-- Start of EXERCISE MATERIALS --
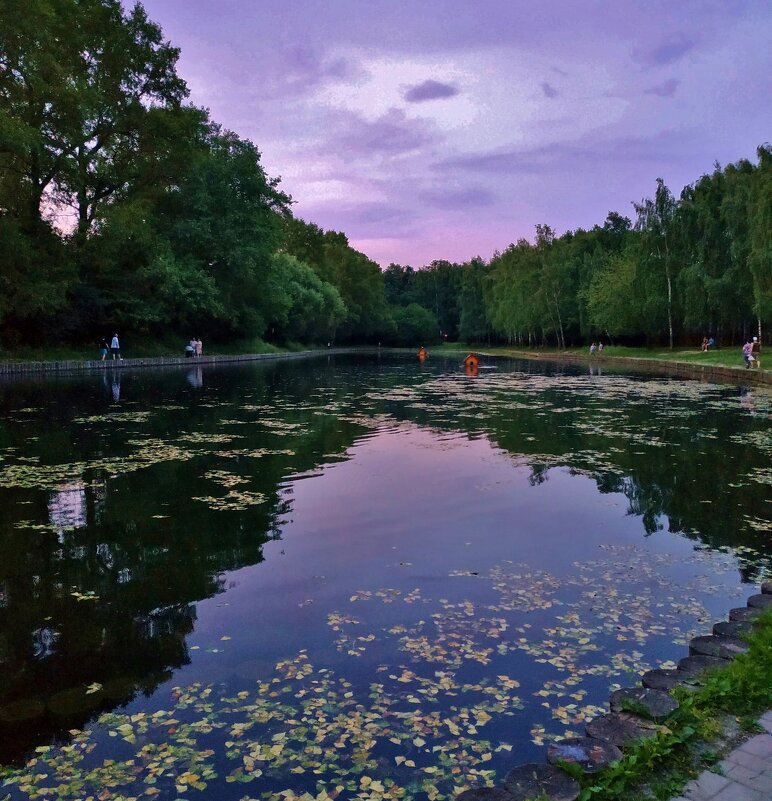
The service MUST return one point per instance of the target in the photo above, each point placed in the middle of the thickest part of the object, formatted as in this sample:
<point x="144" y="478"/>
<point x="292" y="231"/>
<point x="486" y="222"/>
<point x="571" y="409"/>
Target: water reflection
-- End of EXERCISE MATERIALS --
Copy the text of every item above word for word, leaving out the picture.

#### ANSWER:
The service MUST return one point per instance of the target in the photo above, each point placed in the middle of the thickest part of the object, formatted as in this sample:
<point x="144" y="478"/>
<point x="292" y="231"/>
<point x="486" y="222"/>
<point x="571" y="409"/>
Target: water reflection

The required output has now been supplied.